▶ [Set exercise] Update the entries below by replacing "supply" with "provide" throughout, leaving everything else unchanged.

[Excerpts of bounding box data]
===============
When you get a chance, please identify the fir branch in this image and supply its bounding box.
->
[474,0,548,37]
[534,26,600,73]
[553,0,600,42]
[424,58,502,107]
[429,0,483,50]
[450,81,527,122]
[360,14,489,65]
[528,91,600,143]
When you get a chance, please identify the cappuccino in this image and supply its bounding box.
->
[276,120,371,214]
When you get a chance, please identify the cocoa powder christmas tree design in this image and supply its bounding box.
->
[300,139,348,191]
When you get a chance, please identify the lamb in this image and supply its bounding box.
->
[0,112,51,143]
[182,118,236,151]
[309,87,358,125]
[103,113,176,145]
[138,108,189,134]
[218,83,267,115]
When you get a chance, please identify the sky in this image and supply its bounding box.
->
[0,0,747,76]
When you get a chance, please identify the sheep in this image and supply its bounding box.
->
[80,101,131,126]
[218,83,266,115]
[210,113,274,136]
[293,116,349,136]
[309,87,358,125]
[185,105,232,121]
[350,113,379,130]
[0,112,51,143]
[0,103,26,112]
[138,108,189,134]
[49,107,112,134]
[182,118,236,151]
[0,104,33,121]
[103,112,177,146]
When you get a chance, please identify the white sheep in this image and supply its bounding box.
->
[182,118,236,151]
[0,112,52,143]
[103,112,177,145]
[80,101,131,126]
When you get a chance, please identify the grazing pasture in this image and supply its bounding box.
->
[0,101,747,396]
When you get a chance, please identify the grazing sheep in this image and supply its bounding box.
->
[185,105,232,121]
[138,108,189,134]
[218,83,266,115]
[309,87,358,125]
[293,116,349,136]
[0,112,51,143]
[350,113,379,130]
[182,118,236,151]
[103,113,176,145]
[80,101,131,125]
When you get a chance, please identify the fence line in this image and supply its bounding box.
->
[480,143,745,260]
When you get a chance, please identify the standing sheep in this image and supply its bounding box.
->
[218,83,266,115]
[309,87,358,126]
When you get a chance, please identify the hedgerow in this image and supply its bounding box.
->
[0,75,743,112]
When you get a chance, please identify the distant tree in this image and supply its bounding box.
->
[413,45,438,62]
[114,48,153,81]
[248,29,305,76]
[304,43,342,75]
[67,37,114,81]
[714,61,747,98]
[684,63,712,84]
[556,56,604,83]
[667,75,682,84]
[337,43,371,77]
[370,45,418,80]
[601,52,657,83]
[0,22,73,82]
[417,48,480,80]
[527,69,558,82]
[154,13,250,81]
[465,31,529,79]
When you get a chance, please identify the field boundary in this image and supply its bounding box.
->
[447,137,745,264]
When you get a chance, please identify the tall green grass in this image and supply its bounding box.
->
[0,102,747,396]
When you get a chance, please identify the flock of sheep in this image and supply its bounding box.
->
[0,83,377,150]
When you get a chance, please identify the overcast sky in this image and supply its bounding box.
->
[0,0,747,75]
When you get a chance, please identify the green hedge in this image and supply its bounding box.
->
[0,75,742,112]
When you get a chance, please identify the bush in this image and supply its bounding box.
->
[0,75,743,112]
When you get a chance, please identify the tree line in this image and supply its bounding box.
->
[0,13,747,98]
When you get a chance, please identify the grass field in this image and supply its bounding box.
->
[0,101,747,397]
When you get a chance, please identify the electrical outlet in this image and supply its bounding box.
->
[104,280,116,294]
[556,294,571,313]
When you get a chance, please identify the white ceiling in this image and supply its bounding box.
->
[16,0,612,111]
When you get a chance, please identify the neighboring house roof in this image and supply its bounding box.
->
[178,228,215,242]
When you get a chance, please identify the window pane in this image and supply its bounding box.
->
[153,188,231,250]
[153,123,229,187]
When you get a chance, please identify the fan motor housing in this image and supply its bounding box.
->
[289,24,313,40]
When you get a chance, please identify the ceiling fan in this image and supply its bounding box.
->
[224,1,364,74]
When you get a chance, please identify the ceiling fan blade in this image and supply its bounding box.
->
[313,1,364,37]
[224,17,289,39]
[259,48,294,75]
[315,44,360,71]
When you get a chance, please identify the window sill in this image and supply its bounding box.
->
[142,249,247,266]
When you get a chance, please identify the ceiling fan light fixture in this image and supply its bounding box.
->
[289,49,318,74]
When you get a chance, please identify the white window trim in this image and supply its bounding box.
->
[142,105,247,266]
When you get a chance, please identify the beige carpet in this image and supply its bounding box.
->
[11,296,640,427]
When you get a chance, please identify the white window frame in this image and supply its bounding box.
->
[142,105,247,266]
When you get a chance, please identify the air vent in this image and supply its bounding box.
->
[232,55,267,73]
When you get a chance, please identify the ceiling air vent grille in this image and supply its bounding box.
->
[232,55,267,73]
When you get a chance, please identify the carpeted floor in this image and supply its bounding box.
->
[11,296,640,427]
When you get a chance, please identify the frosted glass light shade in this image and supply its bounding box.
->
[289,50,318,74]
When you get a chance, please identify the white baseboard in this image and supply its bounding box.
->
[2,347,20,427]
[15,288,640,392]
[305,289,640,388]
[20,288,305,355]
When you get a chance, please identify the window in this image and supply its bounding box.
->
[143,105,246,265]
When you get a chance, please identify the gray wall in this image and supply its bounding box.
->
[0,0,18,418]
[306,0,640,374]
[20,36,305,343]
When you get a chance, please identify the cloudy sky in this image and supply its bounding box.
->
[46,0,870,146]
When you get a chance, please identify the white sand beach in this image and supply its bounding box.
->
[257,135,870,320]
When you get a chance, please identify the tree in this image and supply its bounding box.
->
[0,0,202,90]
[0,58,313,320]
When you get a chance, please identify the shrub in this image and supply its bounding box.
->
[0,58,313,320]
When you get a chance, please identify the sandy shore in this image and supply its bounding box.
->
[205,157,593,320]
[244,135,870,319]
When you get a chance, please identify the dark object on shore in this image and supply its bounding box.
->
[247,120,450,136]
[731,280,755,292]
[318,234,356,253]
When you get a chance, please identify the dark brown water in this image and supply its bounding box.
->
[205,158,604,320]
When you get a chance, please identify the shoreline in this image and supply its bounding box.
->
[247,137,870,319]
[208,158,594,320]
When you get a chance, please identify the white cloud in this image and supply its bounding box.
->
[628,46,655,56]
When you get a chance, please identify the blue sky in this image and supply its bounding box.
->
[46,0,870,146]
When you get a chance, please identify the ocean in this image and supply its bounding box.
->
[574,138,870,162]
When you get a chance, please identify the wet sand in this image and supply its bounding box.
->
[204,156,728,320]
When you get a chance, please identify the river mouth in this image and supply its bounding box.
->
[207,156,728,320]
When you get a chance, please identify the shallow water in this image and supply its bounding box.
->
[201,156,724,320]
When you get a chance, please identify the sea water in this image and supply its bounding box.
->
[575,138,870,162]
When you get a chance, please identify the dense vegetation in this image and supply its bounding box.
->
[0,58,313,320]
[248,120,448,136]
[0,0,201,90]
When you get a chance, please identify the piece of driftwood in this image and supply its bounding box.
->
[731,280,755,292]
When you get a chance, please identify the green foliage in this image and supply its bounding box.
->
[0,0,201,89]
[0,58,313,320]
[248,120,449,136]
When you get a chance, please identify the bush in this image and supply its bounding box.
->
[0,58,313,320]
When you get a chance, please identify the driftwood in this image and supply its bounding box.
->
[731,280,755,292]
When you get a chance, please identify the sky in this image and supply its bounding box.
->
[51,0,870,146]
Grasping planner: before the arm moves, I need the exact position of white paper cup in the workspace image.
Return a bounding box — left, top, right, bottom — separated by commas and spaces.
===============
▶ [Solution to the exercise]
When you get a chance, please identify the fir branch in this image and provide its bounding box.
->
[474,0,548,37]
[534,26,600,73]
[553,0,600,42]
[424,58,502,107]
[429,0,483,50]
[450,81,527,122]
[360,14,489,65]
[528,91,600,143]
When you get a chance, please identify the cappuccino in this image and provide its bounding box.
->
[276,120,371,214]
When you get a chance, please identify the cocoa powder christmas tree design in this image and provide its bounding box.
->
[300,139,348,191]
When you get a chance, please identify the lamb in this image and provide its bounding box.
->
[0,112,51,143]
[182,118,236,151]
[309,87,358,125]
[103,113,176,145]
[138,108,189,134]
[218,83,267,115]
When you get a chance, please identify the sky in this image and provide its bounding box.
->
[0,0,747,76]
When you get a chance, please identify the sheep in this image and provide its bounding box.
->
[80,101,131,126]
[218,83,266,115]
[210,113,274,136]
[293,116,349,136]
[309,87,358,125]
[185,105,232,121]
[350,113,379,130]
[0,112,51,143]
[0,103,26,112]
[138,108,189,134]
[49,107,112,134]
[182,118,236,151]
[0,104,33,121]
[103,112,177,146]
When you get a chance, please identify the white sheep in this image and provide its bounding box.
->
[182,118,236,151]
[0,112,52,143]
[103,112,177,145]
[80,101,131,126]
When you get a chance, please identify the grazing pasture in this image and provide its bounding box.
->
[0,101,747,396]
When you get a chance, please identify the grazing sheep in this image and provide its bounding box.
->
[185,105,232,121]
[138,108,189,134]
[218,83,266,115]
[309,87,358,125]
[293,116,349,136]
[0,112,51,143]
[350,113,379,130]
[182,118,236,151]
[103,113,176,145]
[80,101,131,125]
When you get a chance, please identify the fence line in this image and provide its bounding box.
->
[480,143,745,260]
When you get a chance, please identify the standing sheep in this image and provide its bounding box.
->
[218,83,266,115]
[309,87,358,126]
When you get a chance, please identify the hedgerow in this image and provide its bounding box.
->
[0,75,743,112]
When you get a chance, please identify the distant tree in this image and provide its bounding box.
->
[413,45,438,62]
[114,48,153,81]
[248,29,305,76]
[304,43,342,75]
[67,37,114,81]
[714,61,747,98]
[684,63,712,84]
[556,56,604,83]
[667,75,682,84]
[337,43,371,77]
[370,45,418,80]
[601,52,657,83]
[0,22,73,82]
[417,48,480,80]
[527,69,558,82]
[154,13,250,81]
[465,31,529,79]
When you get a chance, please identify the field boundary in this image and provide its bounding box.
->
[447,137,745,264]
When you get a chance, please identify the tall green grass in this image and provide its bounding box.
->
[0,102,747,396]
When you get a chance, please identify the flock of sheep in this image and provide its bounding box.
->
[0,83,377,150]
When you get a chance, please identify the overcast sky in this image and provide its bounding box.
->
[0,0,747,75]
When you get a chance, please identify the green hedge in this image and provide its bounding box.
->
[0,75,742,112]
When you get a chance, please identify the bush in this image and provide its bounding box.
->
[0,75,743,112]
When you get a chance, please identify the tree line in this image and provide its bounding box.
->
[0,13,747,98]
When you get a chance, please identify the grass field in this image and provide its bounding box.
->
[0,101,747,397]
When you get a chance, please identify the electrical outlet in this image and provide its bounding box.
->
[104,280,116,294]
[556,294,571,313]
When you get a chance, please identify the white ceiling in this image and provide its bounding box.
->
[16,0,612,111]
When you get a chance, please identify the neighboring house roof in this image and provide its bounding box.
->
[178,228,215,242]
When you get a chance, please identify the window pane in this image and provide its bounding box.
->
[153,188,231,250]
[153,123,229,187]
When you get a chance, please identify the fan motor housing in this image and provide its bounding box.
->
[289,24,313,40]
When you get a chance, please identify the ceiling fan in this image and provide its bounding box.
->
[224,1,364,74]
When you get a chance, please identify the ceiling fan blade in this image and provide its bounding box.
->
[313,1,364,37]
[224,17,289,39]
[259,48,294,75]
[315,44,360,71]
When you get a chance, please identify the window sill in this image and provide its bounding box.
->
[142,249,247,266]
When you get a chance, please identify the ceiling fan light fixture in this image and provide its bounding box.
->
[289,49,318,74]
When you get a chance, please identify the white window trim in this image and provide its bounding box.
->
[142,105,247,266]
When you get a chance, please identify the beige carpet in this image and provide its bounding box.
->
[11,296,640,427]
When you get a chance, please identify the white window frame in this image and provide its bounding box.
->
[142,105,247,266]
When you get a chance, please identify the air vent in this image and provide its bounding box.
->
[232,55,267,73]
When you get a chance, please identify the ceiling air vent grille in this image and provide its bounding box.
->
[232,55,267,73]
When you get a chance, please identify the carpeted floor in this image and provide its bounding box.
->
[11,296,640,427]
When you get a chance, please identify the frosted glass light shade in this image and provide its bounding box.
->
[289,50,318,74]
When you get a chance, please identify the white baseboard in this image and provide its bounding box.
->
[2,347,20,427]
[15,288,640,392]
[305,289,640,388]
[20,288,305,355]
When you get a chance, please identify the window in this image and provide its bounding box.
->
[143,105,246,265]
When you get a chance, please identify the gray wall in this image and provide its bounding box.
->
[0,0,18,418]
[306,0,640,374]
[20,36,305,343]
When you get a chance, please identify the cloudy sky in this image and provide its bounding box.
->
[46,0,870,146]
When you get a chance, please identify the white sand beach in this image and provide its bounding box.
->
[257,135,870,320]
When you get a chance, please identify the tree in this image and provide its bounding box.
->
[0,0,202,90]
[0,58,313,320]
When you get a chance, please identify the shrub in this image and provide its bounding box.
->
[0,58,313,320]
When you get a chance, please identify the sandy shore in this image and provide its bounding box.
->
[205,157,593,320]
[244,135,870,319]
When you get a chance, please identify the dark object on shore in this image and provide its bounding box.
->
[247,120,450,136]
[731,280,755,292]
[318,234,356,253]
When you get a chance, please identify the dark brown water in this image and provide its bounding box.
->
[205,158,604,320]
When you get a chance, please identify the shoreline in this image and provide its bounding box.
->
[247,137,870,319]
[208,158,594,320]
When you get a chance, please identify the white cloud in this image and provide its bounding box.
->
[628,46,655,56]
When you get a chance, please identify the blue sky in this image and provide its bounding box.
->
[46,0,870,146]
When you get a chance, please identify the ocean in this image and provide its bounding box.
->
[574,138,870,162]
When you get a chance, please identify the wet sand in this image and provide its bounding box.
->
[204,156,728,320]
When you get a chance, please identify the river mouth in this image and provide its bounding box.
->
[207,156,728,320]
When you get a chance, please identify the shallow water in this image and provide its bounding box.
->
[201,156,724,320]
When you get a chance, please identify the sea water in this image and provide its bounding box.
->
[575,138,870,162]
When you get a chance, please identify the dense vegetation in this image and provide its bounding box.
->
[0,58,313,320]
[248,120,448,136]
[0,0,201,90]
When you get a chance, please identify the piece of driftwood in this image and provide its bounding box.
->
[731,280,755,292]
When you get a chance, please identify the green foliage in this image and provide its bounding box.
->
[0,0,201,89]
[0,58,313,320]
[248,120,449,136]
When you get a chance, please identify the bush in this image and provide its bounding box.
->
[0,58,313,320]
When you get a chance, please identify the driftwood in this image and provide its bounding box.
->
[731,280,755,292]
When you get a chance, please identify the sky in this image and provide its bounding box.
->
[51,0,870,146]
Grasping planner: before the arm moves, I need the exact position of white paper cup in the workspace image.
Return a bounding box — left, top, right, bottom — separated by commas and spaces.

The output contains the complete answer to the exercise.